*Try it*. Each record must be written out again exactly. Skip any picture it contains.

*Task material*.

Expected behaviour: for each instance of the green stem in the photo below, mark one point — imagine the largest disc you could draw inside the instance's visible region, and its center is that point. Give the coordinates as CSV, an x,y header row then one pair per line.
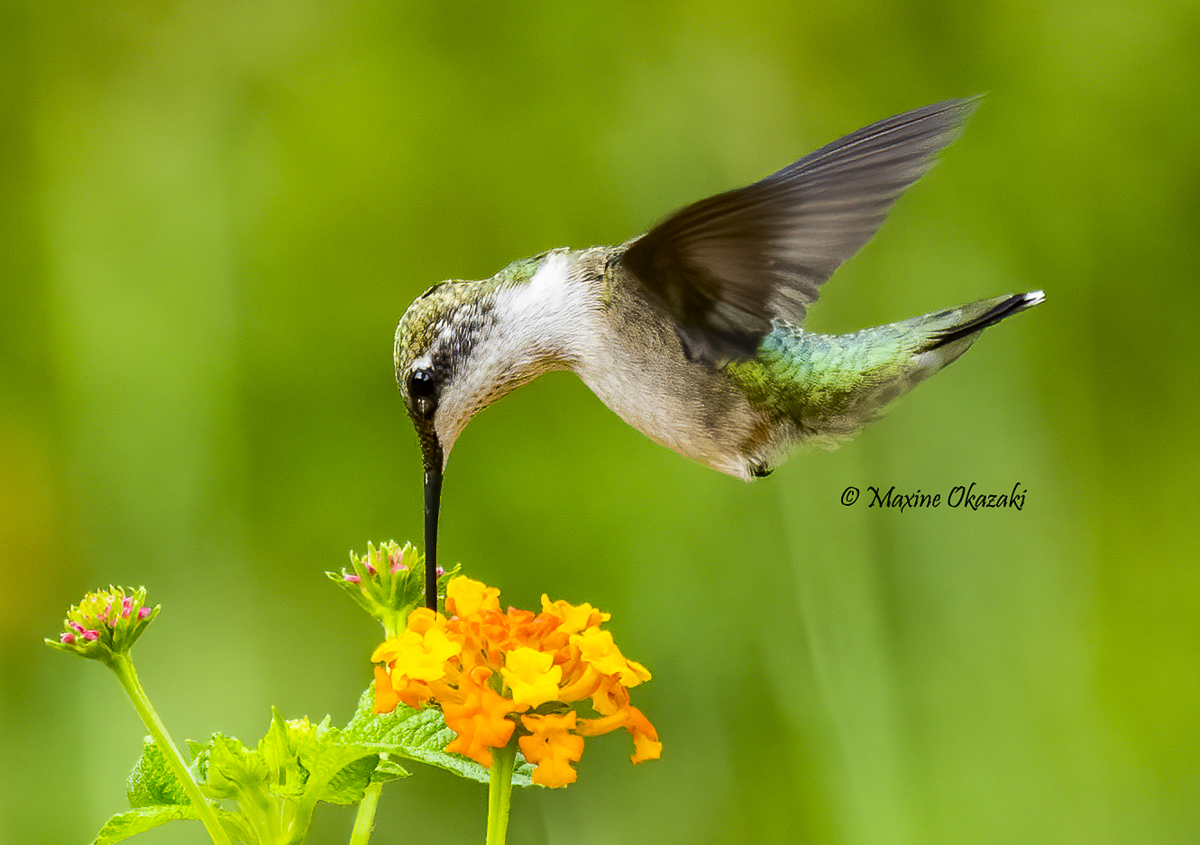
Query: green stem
x,y
123,665
365,819
499,791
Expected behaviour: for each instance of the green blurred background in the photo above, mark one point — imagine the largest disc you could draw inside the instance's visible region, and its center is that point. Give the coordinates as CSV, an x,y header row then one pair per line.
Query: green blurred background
x,y
213,214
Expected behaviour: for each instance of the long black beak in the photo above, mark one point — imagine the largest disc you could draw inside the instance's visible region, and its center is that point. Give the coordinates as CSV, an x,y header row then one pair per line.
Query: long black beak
x,y
432,503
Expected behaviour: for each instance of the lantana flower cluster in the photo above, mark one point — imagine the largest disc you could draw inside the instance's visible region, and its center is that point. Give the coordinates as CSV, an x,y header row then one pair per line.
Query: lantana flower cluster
x,y
105,623
496,672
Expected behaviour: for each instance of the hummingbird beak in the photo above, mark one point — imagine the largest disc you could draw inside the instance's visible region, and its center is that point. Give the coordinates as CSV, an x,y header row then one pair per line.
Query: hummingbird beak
x,y
433,463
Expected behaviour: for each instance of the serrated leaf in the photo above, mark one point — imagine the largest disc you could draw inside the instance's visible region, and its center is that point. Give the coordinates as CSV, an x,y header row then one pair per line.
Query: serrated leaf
x,y
126,825
388,769
139,820
348,783
421,736
151,783
234,771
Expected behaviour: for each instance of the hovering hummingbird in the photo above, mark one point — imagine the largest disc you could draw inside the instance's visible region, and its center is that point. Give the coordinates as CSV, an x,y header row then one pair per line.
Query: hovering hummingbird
x,y
691,333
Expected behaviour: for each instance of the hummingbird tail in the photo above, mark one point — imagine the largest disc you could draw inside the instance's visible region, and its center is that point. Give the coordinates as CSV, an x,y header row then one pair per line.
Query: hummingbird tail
x,y
973,318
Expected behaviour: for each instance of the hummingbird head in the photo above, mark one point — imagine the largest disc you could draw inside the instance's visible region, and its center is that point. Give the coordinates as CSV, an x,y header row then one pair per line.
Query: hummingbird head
x,y
433,345
463,345
460,347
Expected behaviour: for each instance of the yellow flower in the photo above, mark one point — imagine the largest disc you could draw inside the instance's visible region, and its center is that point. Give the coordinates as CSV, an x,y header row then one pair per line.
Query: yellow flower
x,y
466,597
532,677
419,657
552,747
575,617
559,654
599,651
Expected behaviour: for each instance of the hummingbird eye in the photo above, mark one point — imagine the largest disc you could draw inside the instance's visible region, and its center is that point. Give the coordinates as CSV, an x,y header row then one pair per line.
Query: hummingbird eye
x,y
421,384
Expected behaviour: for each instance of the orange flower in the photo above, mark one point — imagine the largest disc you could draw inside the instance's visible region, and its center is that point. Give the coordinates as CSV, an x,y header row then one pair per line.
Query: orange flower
x,y
484,665
552,747
480,720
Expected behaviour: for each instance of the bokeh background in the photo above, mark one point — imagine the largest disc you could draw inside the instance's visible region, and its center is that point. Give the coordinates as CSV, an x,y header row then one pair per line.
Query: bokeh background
x,y
213,214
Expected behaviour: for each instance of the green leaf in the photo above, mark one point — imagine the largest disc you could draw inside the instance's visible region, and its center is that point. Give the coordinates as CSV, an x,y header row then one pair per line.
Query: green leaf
x,y
419,735
125,825
347,784
153,783
234,771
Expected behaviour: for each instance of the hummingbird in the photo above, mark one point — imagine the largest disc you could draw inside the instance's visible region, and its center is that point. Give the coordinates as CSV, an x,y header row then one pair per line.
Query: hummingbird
x,y
691,333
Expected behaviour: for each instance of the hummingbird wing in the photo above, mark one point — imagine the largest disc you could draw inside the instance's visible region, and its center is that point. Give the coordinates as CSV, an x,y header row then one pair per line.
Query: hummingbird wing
x,y
727,265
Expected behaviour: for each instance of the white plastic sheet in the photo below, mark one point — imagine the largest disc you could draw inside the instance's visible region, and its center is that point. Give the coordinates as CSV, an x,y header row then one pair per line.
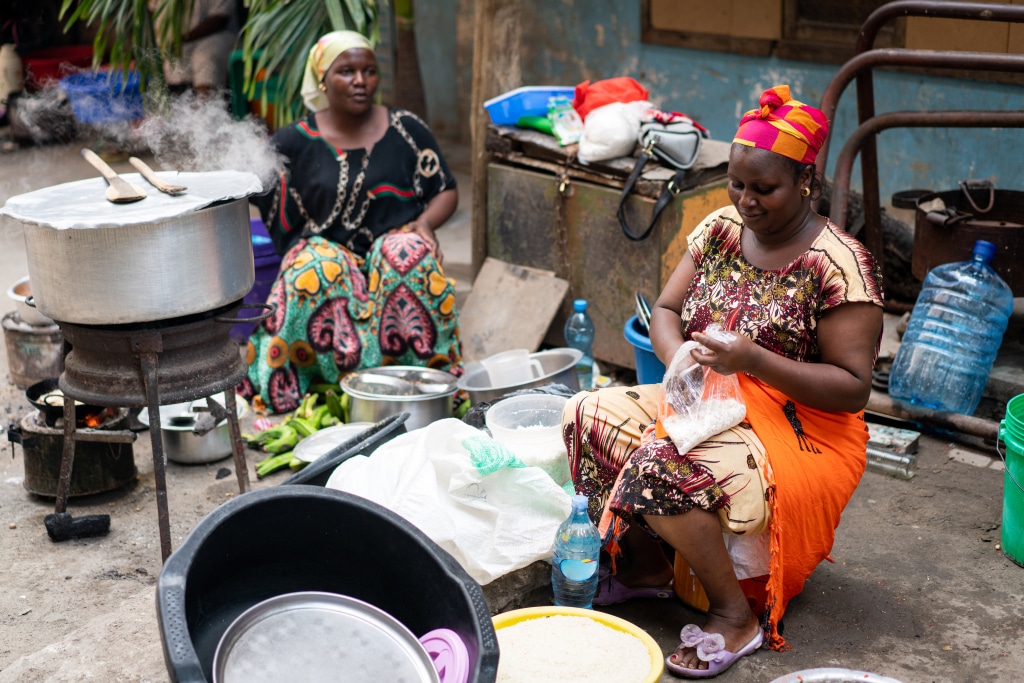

*Answer to this problem*.
Expected behaviour: for each instance of the green stem in the photo below, mark one point — imagine the largest disc you could draw inside the instance's visible region, and its center is that point. Give the coordinates as CSV, an x,y header row then one pair per line.
Query: green stem
x,y
123,665
365,819
499,791
Expected behaviour: for each instance of the green blurred background in the photo above, mark one point — imagine the largest disc you could draw inside the instance's visible region, and its center is that point. Give the coordinates as CSV, an x,y header row then one pair per line.
Query: green blurred background
x,y
213,214
Expected behaviour: for each instance of the long black beak in the photo above, mark one point — imagine the largest disc you could draw inside the instance's visible region, and its center is that point. Give the coordinates as CSV, an x,y header row then one pair per line.
Query: long black beak
x,y
432,503
Expected behaviour: for each instance of the lantana flower cluster in the photo above, mark one point — imagine the largest disc you could draw inside the instance's visible region, and its center is that point. Give the coordinates as CSV, an x,y header row then one pair per line.
Query: lantana flower cluster
x,y
105,623
496,672
Expected behaviour: for each instance of the hummingbird beak in the photo above, mark one point — imagine the largest disc you could draw inside the instance's visible region, and its center is that point. Give the coordinates as CSV, an x,y header row then one pair per line.
Query: hummingbird beak
x,y
433,463
Expected behaviour: for each instance of the serrated leaf in the photo above, mark one point — imagine the largest disc you could draw inside the instance's visible region, and its center is that point. Give the coordinates as CSV, an x,y header row then one pair per line.
Query: serrated leaf
x,y
126,825
388,769
139,820
348,783
421,736
151,783
234,771
Expected behaviour: for each instance of the hovering hummingbird in the photo above, mark one point — imagine the largest disc you could draw inside the instance's visible region, and its center is that point. Give the coordinates as CSV, an x,y header row then one pair per line.
Query: hovering hummingbird
x,y
691,333
Expected behaviour: for each instance of the hummingbird tail in the photo above, mark one point — imagine the largest disc you could draw inside the instance's visible region, and its center is that point. Give the coordinates as CSV, an x,y header row then one pair per line.
Query: hummingbird tail
x,y
973,318
Expected behaviour: for each instance of the hummingbird head in the photo above, mark one point — imagine the largest disc you could draw inside the instance's visible region, and its center is that point. Give the coordinates as CSV, an x,y header row then one pair per line.
Query: hummingbird head
x,y
433,345
463,345
460,347
Expected behaviour: for each instance of the yellow flower in the photo above, mark one point — imagine the largest disc you could draw inside the instance's visible region, and its center is that point. Give the coordinates as CSV, an x,y header row then one pair per line.
Query: yellow flower
x,y
466,597
532,677
419,657
552,747
575,617
559,654
599,651
Expected behaviour: for each instance of the hummingbird eye in the photo above, mark one point — imagine the largest disc you could draw inside the instance's visible region, and its center is that point. Give the coordinates as CSV, an x,y header row then one pair per line.
Query: hummingbird eye
x,y
421,384
Expected behaviour: for each instance of the orange flower in the photo above, mark one point — imagine the largest disc you could draw inside the instance's visible region, and its center is that point. Give the coordinates as CSV, an x,y header row then one pair per line.
Query: orange flower
x,y
484,665
552,747
480,720
Expected behaviour: for each instance of the bokeh background in the photo above, mark one point — imagine the largest disc you could draw inside the instance's visible region, and its center is that point. Give the coordinates as CSV, an x,y header row then one pair per line.
Query: bokeh background
x,y
213,214
Expected behaviour: for each instance of the green leaf in the photo above, mark one point — imagine the largest disc you could draw inside the instance's visible region, and its center is that point. Give the coordinates as CSV, an x,y header row then one pair per line.
Query: green leaf
x,y
419,735
125,825
347,784
153,783
234,771
Expected behaviour: for each instance of the hummingbird in the photo above, mark one point — imagine the largest disc you could draw inside the instance's visible region, and its center is that point. Give the coordinates as CSV, an x,y header row then one pair per line.
Query: hummingbird
x,y
691,333
Expected behaviour: for each instance of the hummingbird wing in the photo above, mark one point — imagine the largest disc you could draw inside the instance's visible region, and its center is that point. Give the coordinates as CSV, an x,y header row then one pair per line.
Query: hummingbird wing
x,y
727,265
Expected behaviour: for each instance of the white plastic sheet in the photo below, mark one point — imagine the largest disc you could draw inside the instance's visible region, and its center is that point. Give the coordinates as CSV, an x,y header row then one pair per line.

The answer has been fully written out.